EXERCISE MATERIAL:
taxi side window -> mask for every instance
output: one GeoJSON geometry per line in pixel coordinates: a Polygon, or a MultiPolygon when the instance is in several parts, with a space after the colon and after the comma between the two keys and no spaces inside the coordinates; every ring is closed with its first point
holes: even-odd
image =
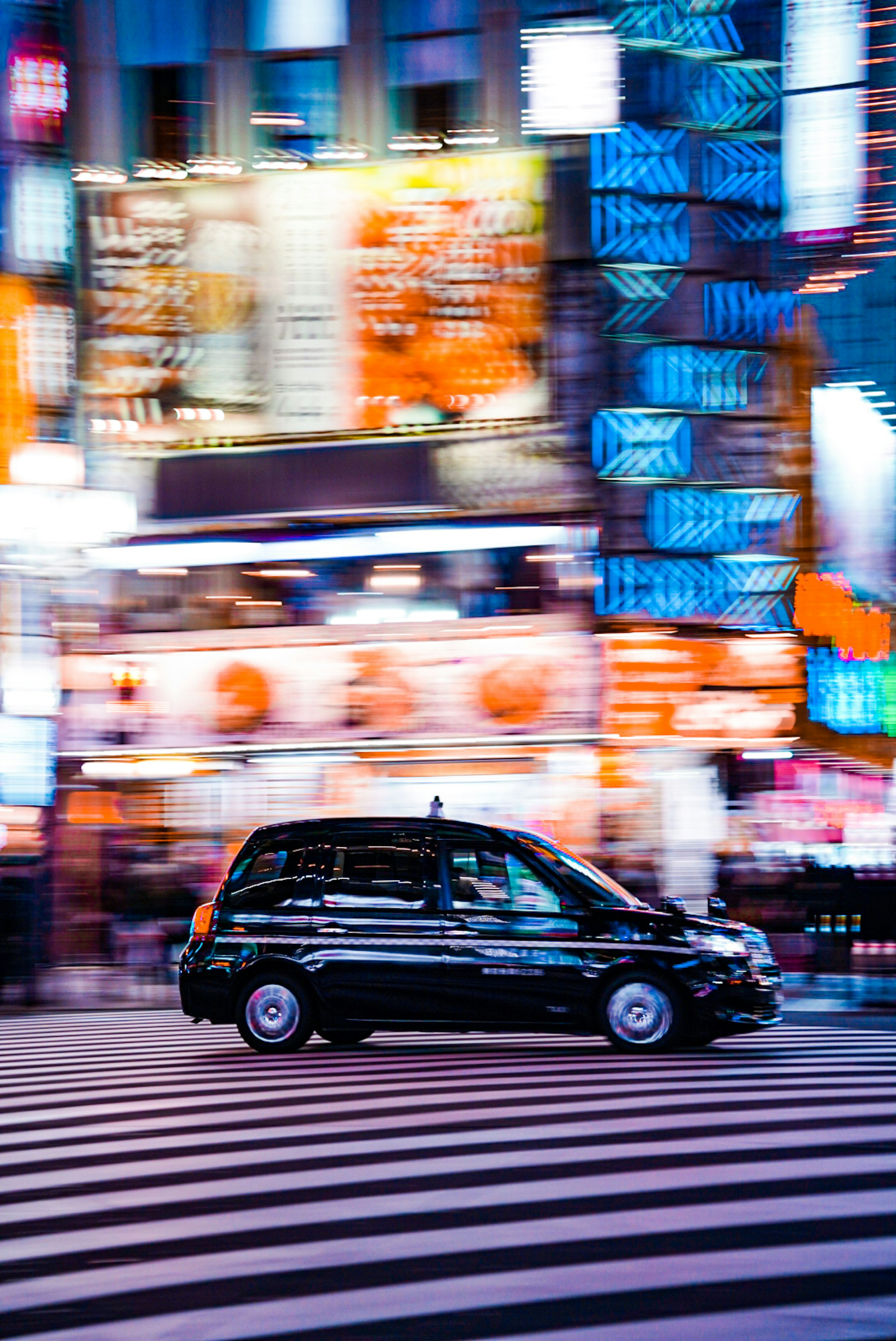
{"type": "Polygon", "coordinates": [[[416,835],[346,835],[330,849],[325,908],[435,908],[439,890],[429,853],[416,835]]]}
{"type": "Polygon", "coordinates": [[[247,912],[310,908],[317,893],[315,853],[271,843],[247,853],[224,886],[224,902],[247,912]]]}
{"type": "Polygon", "coordinates": [[[514,852],[498,848],[449,848],[448,874],[451,901],[460,911],[561,911],[557,890],[514,852]]]}

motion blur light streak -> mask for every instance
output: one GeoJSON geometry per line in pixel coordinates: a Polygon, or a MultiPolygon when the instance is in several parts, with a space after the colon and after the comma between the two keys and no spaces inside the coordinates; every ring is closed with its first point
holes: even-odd
{"type": "Polygon", "coordinates": [[[98,569],[134,569],[154,565],[213,567],[274,559],[365,559],[389,554],[460,554],[471,550],[523,548],[558,544],[566,539],[562,526],[469,526],[408,527],[325,536],[314,540],[173,540],[90,550],[87,559],[98,569]]]}

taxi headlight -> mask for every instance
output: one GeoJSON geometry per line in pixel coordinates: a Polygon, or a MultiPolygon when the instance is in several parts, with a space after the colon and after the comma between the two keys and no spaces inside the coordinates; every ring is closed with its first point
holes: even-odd
{"type": "Polygon", "coordinates": [[[755,927],[747,927],[744,928],[743,939],[750,953],[750,963],[754,968],[778,967],[775,952],[763,931],[758,931],[755,927]]]}
{"type": "Polygon", "coordinates": [[[747,947],[742,936],[731,936],[723,931],[688,931],[684,939],[691,949],[702,955],[718,955],[726,959],[731,955],[746,955],[747,947]]]}

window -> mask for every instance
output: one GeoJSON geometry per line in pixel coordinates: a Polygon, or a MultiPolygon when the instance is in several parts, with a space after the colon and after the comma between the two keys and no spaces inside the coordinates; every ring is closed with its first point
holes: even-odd
{"type": "Polygon", "coordinates": [[[347,40],[347,0],[249,0],[249,51],[310,51],[347,40]]]}
{"type": "Polygon", "coordinates": [[[571,881],[575,889],[589,904],[604,908],[638,908],[644,907],[634,894],[622,889],[610,876],[592,866],[590,861],[577,857],[574,852],[567,852],[559,843],[549,842],[531,834],[520,834],[520,843],[530,852],[537,853],[553,870],[571,881]]]}
{"type": "Polygon", "coordinates": [[[325,908],[436,908],[435,869],[420,838],[334,843],[323,886],[325,908]]]}
{"type": "Polygon", "coordinates": [[[258,71],[260,111],[294,113],[304,125],[271,129],[270,142],[333,139],[339,134],[339,62],[329,58],[307,60],[266,60],[258,71]]]}
{"type": "Polygon", "coordinates": [[[448,872],[451,900],[457,909],[561,912],[557,890],[512,852],[494,848],[449,848],[448,872]]]}
{"type": "Polygon", "coordinates": [[[240,857],[224,885],[228,908],[245,912],[310,908],[315,901],[318,849],[271,845],[240,857]]]}

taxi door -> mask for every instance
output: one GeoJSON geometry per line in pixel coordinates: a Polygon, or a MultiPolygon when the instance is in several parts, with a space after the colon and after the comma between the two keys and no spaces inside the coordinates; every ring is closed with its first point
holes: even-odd
{"type": "Polygon", "coordinates": [[[445,843],[445,999],[457,1025],[583,1027],[583,909],[511,843],[445,843]]]}

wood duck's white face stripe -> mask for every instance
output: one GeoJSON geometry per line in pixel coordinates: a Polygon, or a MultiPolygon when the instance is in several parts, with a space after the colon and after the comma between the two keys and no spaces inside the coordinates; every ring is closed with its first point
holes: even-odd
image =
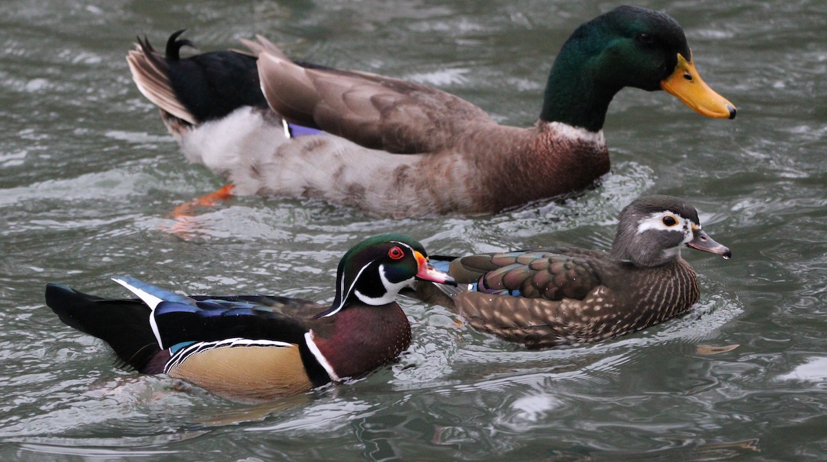
{"type": "Polygon", "coordinates": [[[157,307],[164,300],[141,288],[133,286],[123,279],[112,278],[112,280],[127,288],[127,289],[136,295],[138,298],[141,298],[141,300],[143,301],[144,303],[146,303],[146,305],[150,307],[150,310],[151,310],[150,312],[150,327],[152,329],[152,333],[155,334],[155,341],[158,342],[158,347],[164,348],[164,342],[160,340],[160,332],[158,331],[158,323],[155,322],[155,307],[157,307]]]}
{"type": "MultiPolygon", "coordinates": [[[[394,244],[399,244],[399,245],[404,245],[407,247],[411,251],[411,255],[414,254],[414,248],[405,244],[404,242],[399,242],[399,241],[391,241],[391,242],[393,242],[394,244]]],[[[356,277],[353,278],[353,282],[351,283],[351,287],[348,288],[347,292],[345,292],[345,279],[342,278],[342,287],[340,288],[340,290],[342,291],[341,293],[342,294],[342,301],[339,302],[339,306],[337,307],[335,310],[330,312],[329,313],[324,315],[322,317],[327,317],[330,316],[333,316],[334,314],[342,311],[342,307],[345,306],[345,302],[350,297],[351,293],[354,292],[353,288],[356,287],[356,282],[359,280],[359,278],[361,276],[361,274],[364,273],[365,269],[366,269],[367,267],[370,266],[372,263],[373,261],[371,260],[370,262],[367,263],[359,269],[359,272],[356,273],[356,277]]],[[[403,281],[401,283],[398,283],[395,284],[391,283],[387,279],[387,278],[385,277],[385,270],[383,269],[383,266],[379,267],[379,277],[382,280],[382,285],[385,286],[385,296],[379,297],[376,298],[372,298],[360,293],[358,290],[355,291],[356,293],[355,295],[356,296],[356,298],[361,300],[363,302],[367,303],[368,305],[377,305],[377,306],[385,305],[393,302],[396,298],[396,294],[399,293],[400,290],[402,290],[405,287],[408,287],[409,284],[414,282],[414,278],[411,278],[410,280],[403,281]],[[390,300],[389,300],[389,294],[392,294],[392,296],[390,297],[390,300]]]]}
{"type": "Polygon", "coordinates": [[[279,341],[275,340],[251,340],[245,339],[241,337],[235,337],[232,339],[224,339],[216,341],[199,341],[194,343],[187,347],[182,348],[178,350],[177,353],[170,358],[167,361],[166,365],[164,366],[164,373],[167,373],[170,369],[180,364],[187,358],[195,355],[196,353],[200,353],[202,351],[206,351],[208,350],[213,350],[214,348],[232,348],[233,346],[266,346],[270,348],[289,348],[293,346],[292,343],[288,343],[285,341],[279,341]]]}
{"type": "Polygon", "coordinates": [[[322,367],[324,368],[324,370],[327,373],[327,375],[330,376],[330,379],[332,380],[333,382],[341,382],[342,378],[339,377],[337,374],[336,374],[336,370],[333,369],[333,364],[330,364],[327,361],[327,359],[325,358],[324,355],[322,354],[322,351],[318,349],[318,346],[316,346],[316,342],[313,341],[313,330],[304,333],[304,342],[307,343],[308,349],[310,350],[311,353],[313,353],[313,355],[316,358],[316,360],[318,361],[318,364],[322,364],[322,367]]]}
{"type": "Polygon", "coordinates": [[[388,278],[385,275],[384,264],[379,265],[379,279],[382,281],[382,286],[385,287],[385,295],[375,298],[368,297],[358,290],[355,291],[354,294],[357,298],[368,305],[374,305],[377,307],[380,305],[386,305],[396,300],[396,296],[399,293],[399,291],[414,283],[414,280],[415,279],[415,278],[412,277],[399,283],[392,283],[389,281],[388,278]]]}
{"type": "MultiPolygon", "coordinates": [[[[373,263],[373,262],[371,261],[370,263],[373,263]]],[[[329,313],[323,316],[322,317],[327,317],[329,316],[333,316],[334,314],[336,314],[336,313],[339,312],[340,311],[342,311],[342,307],[345,306],[345,302],[347,301],[347,298],[350,296],[351,292],[353,292],[353,288],[356,285],[356,281],[359,280],[359,277],[361,276],[361,274],[365,271],[366,269],[367,269],[368,266],[370,266],[370,263],[368,263],[367,264],[366,264],[365,266],[362,266],[359,269],[359,272],[356,273],[356,277],[353,278],[353,282],[351,283],[351,287],[348,288],[347,292],[345,292],[345,279],[342,278],[342,287],[339,288],[339,290],[341,291],[340,293],[342,293],[342,300],[339,302],[339,306],[336,307],[335,310],[333,310],[333,311],[330,312],[329,313]]]]}

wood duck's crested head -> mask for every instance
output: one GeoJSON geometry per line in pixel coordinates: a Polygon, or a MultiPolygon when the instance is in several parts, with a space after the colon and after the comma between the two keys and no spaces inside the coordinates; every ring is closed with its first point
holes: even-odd
{"type": "Polygon", "coordinates": [[[339,261],[336,298],[317,317],[336,314],[349,303],[380,306],[392,303],[416,279],[457,285],[451,276],[434,269],[425,248],[402,234],[383,234],[362,241],[339,261]]]}
{"type": "Polygon", "coordinates": [[[700,229],[691,204],[672,196],[647,196],[620,212],[611,258],[638,267],[659,266],[679,258],[684,246],[732,256],[700,229]]]}

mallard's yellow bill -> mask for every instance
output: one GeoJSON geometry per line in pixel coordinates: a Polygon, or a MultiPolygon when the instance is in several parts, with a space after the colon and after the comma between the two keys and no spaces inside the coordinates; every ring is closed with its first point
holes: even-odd
{"type": "Polygon", "coordinates": [[[661,81],[661,88],[707,117],[735,118],[735,107],[704,83],[692,64],[691,56],[687,61],[678,53],[675,72],[661,81]]]}

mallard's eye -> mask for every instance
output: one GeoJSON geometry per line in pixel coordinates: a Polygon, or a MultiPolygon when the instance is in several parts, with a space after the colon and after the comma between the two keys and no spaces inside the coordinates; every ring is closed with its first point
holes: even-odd
{"type": "Polygon", "coordinates": [[[400,258],[405,256],[405,253],[402,251],[402,249],[399,247],[391,247],[388,250],[388,256],[394,260],[399,260],[400,258]]]}

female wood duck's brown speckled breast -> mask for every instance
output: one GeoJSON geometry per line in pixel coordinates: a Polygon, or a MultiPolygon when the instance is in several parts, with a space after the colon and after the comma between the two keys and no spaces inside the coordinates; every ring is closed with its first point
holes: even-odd
{"type": "Polygon", "coordinates": [[[45,298],[61,321],[105,341],[125,365],[260,401],[393,361],[411,341],[396,295],[414,279],[454,283],[429,265],[421,244],[381,235],[342,257],[327,309],[283,297],[184,297],[128,277],[114,280],[138,299],[102,298],[60,284],[47,285],[45,298]]]}
{"type": "MultiPolygon", "coordinates": [[[[448,273],[460,287],[446,290],[442,302],[475,328],[528,347],[599,341],[698,301],[683,247],[731,256],[700,229],[686,201],[642,198],[621,212],[610,252],[547,248],[455,259],[448,273]]],[[[428,292],[419,288],[423,298],[428,292]]]]}
{"type": "Polygon", "coordinates": [[[318,198],[377,215],[493,212],[593,184],[609,169],[602,128],[625,87],[665,90],[711,117],[736,113],[700,79],[680,25],[633,7],[577,28],[527,128],[419,83],[291,61],[261,36],[242,40],[251,55],[182,59],[191,44],[179,34],[165,55],[139,40],[127,61],[189,160],[236,194],[318,198]]]}

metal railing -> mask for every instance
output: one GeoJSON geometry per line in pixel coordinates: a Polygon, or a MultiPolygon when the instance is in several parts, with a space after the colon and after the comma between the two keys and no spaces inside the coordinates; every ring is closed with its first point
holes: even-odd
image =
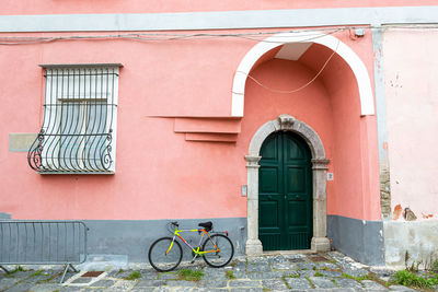
{"type": "Polygon", "coordinates": [[[81,221],[0,220],[2,265],[66,265],[61,282],[72,265],[87,259],[87,225],[81,221]]]}

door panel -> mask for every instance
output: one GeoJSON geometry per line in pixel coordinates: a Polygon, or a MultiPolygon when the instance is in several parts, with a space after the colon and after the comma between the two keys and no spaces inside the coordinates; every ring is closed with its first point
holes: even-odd
{"type": "Polygon", "coordinates": [[[265,250],[310,248],[312,227],[311,153],[291,132],[275,132],[261,150],[258,234],[265,250]]]}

GIVEN REQUEST: Quote exactly, and only, the lines from the one containing "metal railing -> mask for every instance" through the last line of the records above, both included; leave out any pictures.

EXPECTED ANSWER:
metal railing -> mask for every instance
output: one GeoJSON geometry per line in pixel coordinates: a Polygon, or a MultiPolygon when the instance is in several parts, with a space after the colon and after the comma between the two keys and no spaces inside the coordinates; every ring is closed with its first point
holes: even-odd
image =
{"type": "Polygon", "coordinates": [[[81,221],[0,220],[2,265],[66,265],[61,282],[72,265],[87,259],[87,225],[81,221]]]}

door panel -> mask for every instance
output: one GeoJSON geometry per line in pixel coordinates: a Polygon, or a MultiPolygon when the instance is in several parts, with a space after the colon and after the comma between the two keys and no spaces inside the coordinates; every ring is closed with its first point
holes: even-odd
{"type": "Polygon", "coordinates": [[[265,250],[310,248],[312,227],[311,153],[291,132],[275,132],[261,150],[258,234],[265,250]]]}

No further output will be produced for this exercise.